==== Document source
Le pape évoque entre autres, l’importance pour le prêtre de trouver un équilibre entre vie de prière et travail pastoral, la « réparation eucharistique », l’art sacré comme véritable catéchèse vivante.

5. Don Angelo Mangano, curé de « San Gelasio », paroisse confiée au soin pastoral de la Communauté « Missione Chiesa Mondo » depuis 2003, a parlé de manière significative de la pastorale en la fête de la Chaire de saint Pierre. Il a indiqué l’importance de développer une unité entre la vie spirituelle et la vie pastorale qui n’est pas une technique d’organisation mais qui coïncide avec la vie même de l’Eglise. Jésus lui-même se fait synthèse, a dit le prêtre qui a demandé au Saint-Père comment transmettre au Peuple de Dieu l’idée de la pastorale comme vie véritable de l’Eglise et comment faire pour que la pastorale se nourrisse toujours davantage de l’ecclésiologie conciliaire.

Benoît XVI : Il y a, me semble-t-il, plusieurs questions. Une question porte sur la manière d’inspirer la paroisse à travers l’ecclésiologie conciliaire, de faire vivre par les fidèles cette ecclésiologie ; l’autre porte sur la manière dont nous devons agir et en nous-mêmes rendre le travail pastoral spirituel. Commençons par cette deuxième question. Une certaine tension entre ce que je dois absolument faire et les réserves spirituelles que je dois conserver, demeure en permanence. Je le constate toujours quant à moi chez saint Augustin qui se lamente dans ses prédications. J’ai déjà cité : j’aimerais tant vivre avec la Parole de Dieu, mais du matin au soir je dois être avec vous. Augustin trouve toutefois cet équilibre en étant toujours à disposition, mais en se réservant également des moments de prière, de méditation de la Parole sacrée, car autrement il ne pourrait plus rien dire. Je voudrais souligner ici en particulier ce que vous avez dit sur le fait que la pastorale ne devrait jamais être une simple stratégie, un travail administratif, mais toujours demeurer un travail spirituel. Assurément, ces autres choses ne peuvent pas non plus totalement manquer, parce que nous sommes sur cette terre et que ces problèmes existent : comment bien administrer l’argent, etc. Cela aussi est un domaine qui ne peut pas être totalement absent.

Mais l’accent fondamental doit être précisément celui qu’être pasteur est en soi un acte spirituel. Vous avez à juste titre évoqué l’Evangile de Jean, chap. 10, où le Seigneur se définit comme le bon Pasteur. Et en tant que premier moment à caractère définitif, Jésus dit que le Pasteur précède. C’est-à-dire qu’il montre le chemin, il fait en premier ce que doivent faire les autres, il prend en premier le chemin qui est la voie pour les autres. Le Pasteur précède. Cela veut dire que lui-même vit tout d’abord la Parole de Dieu : il est un homme de prière, il est un homme de pardon, il est un homme qui reçoit et célèbre les Sacrements comme actes de prière et de rencontre avec le Seigneur. C’est un homme de charité, vécue et réalisée. Et ainsi, tous les actes simples de dialogues, de rencontres, tout ce qu’il faut faire, tous ces actes deviennent des actes spirituels en communion avec le Christ. Son pro omnibus devient notre pro meis.
========
==== Données extraites
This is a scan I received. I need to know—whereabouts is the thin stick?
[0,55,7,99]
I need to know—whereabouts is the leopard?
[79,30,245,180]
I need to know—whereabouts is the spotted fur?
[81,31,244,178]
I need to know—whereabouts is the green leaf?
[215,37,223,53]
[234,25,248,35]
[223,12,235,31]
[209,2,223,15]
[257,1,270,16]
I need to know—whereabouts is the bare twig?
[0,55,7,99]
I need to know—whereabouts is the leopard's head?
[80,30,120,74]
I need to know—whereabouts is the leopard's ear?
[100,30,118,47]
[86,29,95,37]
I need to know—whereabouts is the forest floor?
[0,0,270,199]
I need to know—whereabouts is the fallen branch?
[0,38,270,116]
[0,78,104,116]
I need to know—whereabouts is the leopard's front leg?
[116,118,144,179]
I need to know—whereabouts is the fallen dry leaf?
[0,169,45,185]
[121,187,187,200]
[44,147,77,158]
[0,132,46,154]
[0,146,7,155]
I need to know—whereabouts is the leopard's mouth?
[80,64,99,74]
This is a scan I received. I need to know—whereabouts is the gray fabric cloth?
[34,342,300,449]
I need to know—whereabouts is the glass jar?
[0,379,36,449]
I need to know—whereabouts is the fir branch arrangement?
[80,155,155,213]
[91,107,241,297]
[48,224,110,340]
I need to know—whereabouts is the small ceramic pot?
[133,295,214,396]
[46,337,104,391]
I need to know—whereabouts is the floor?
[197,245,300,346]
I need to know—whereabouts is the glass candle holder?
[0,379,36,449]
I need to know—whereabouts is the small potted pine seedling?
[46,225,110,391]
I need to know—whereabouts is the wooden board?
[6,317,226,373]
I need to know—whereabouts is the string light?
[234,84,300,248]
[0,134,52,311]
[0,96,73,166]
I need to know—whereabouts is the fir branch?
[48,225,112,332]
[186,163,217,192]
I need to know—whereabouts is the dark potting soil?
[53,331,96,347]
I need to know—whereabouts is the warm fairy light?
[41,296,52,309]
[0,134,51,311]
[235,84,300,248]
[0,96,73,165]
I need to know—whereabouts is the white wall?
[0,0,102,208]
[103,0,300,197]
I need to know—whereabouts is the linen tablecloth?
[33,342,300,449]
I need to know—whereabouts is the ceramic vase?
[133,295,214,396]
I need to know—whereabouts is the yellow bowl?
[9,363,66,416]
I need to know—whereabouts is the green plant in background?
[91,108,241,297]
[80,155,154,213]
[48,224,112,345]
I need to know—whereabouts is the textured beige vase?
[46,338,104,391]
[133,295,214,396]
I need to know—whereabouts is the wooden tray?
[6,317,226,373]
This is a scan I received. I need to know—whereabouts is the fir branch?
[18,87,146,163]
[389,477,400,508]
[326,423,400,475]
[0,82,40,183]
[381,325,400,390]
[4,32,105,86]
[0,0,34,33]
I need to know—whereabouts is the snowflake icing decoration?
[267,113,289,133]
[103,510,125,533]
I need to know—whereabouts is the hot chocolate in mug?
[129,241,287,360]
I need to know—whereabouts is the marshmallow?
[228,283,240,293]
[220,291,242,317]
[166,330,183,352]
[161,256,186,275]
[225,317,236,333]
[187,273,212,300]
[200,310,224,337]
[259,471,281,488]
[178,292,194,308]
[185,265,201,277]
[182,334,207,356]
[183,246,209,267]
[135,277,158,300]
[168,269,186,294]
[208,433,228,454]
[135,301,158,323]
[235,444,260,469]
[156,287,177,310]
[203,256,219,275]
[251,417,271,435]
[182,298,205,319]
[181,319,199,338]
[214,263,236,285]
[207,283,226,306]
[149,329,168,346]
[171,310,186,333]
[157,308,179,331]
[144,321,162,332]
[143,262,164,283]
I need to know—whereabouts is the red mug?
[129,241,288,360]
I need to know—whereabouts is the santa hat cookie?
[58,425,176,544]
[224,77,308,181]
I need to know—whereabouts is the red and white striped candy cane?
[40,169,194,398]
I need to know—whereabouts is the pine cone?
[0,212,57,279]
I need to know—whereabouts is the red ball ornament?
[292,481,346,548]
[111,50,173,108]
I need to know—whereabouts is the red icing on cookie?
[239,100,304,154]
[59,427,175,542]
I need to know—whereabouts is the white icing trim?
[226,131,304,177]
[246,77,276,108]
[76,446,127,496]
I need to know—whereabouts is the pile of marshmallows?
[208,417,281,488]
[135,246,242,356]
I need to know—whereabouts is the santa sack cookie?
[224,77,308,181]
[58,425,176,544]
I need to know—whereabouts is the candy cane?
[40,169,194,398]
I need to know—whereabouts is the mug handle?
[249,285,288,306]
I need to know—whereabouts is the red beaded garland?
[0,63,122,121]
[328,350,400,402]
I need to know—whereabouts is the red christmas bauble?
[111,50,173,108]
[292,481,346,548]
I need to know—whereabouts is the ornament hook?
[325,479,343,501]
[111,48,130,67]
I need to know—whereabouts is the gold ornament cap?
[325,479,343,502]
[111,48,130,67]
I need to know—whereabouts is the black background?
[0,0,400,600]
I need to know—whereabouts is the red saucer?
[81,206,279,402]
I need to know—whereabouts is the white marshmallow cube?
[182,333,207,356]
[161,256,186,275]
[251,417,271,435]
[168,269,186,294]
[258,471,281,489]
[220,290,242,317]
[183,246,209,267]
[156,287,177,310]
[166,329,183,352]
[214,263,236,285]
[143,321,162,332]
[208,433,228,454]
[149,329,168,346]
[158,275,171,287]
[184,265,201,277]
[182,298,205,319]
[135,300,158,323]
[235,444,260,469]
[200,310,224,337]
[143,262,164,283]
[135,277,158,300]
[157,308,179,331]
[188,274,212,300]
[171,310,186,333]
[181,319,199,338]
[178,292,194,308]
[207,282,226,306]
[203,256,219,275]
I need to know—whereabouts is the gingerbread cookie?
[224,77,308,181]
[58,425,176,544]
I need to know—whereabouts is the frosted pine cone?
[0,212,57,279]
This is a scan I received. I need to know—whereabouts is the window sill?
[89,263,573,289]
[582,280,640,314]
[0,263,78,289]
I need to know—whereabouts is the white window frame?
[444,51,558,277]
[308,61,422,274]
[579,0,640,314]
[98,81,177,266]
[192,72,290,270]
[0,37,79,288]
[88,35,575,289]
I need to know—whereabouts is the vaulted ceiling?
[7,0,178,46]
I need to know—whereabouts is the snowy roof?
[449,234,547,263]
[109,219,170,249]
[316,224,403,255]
========
**Objectif**
Modifiez le passage du texte sur la pastorale en partant de « 5. Don Angelo » et en allant jusqu’à « de l’ecclésiologie conciliaire. » : remplacez-y « curé » par « recteur ».

**Réponse**
5. Don Angelo Mangano, recteur de « San Gelasio », paroisse confiée au soin pastoral de la Communauté « Missione Chiesa Mondo » depuis 2003, a parlé de manière significative de la pastorale en la fête de la Chaire de saint Pierre. Il a indiqué l’importance de développer une unité entre la vie spirituelle et la vie pastorale qui n’est pas une technique d’organisation mais qui coïncide avec la vie même de l’Eglise. Jésus lui-même se fait synthèse, a dit le prêtre qui a demandé au Saint-Père comment transmettre au Peuple de Dieu l’idée de la pastorale comme vie véritable de l’Eglise et comment faire pour que la pastorale se nourrisse toujours davantage de l’ecclésiologie conciliaire.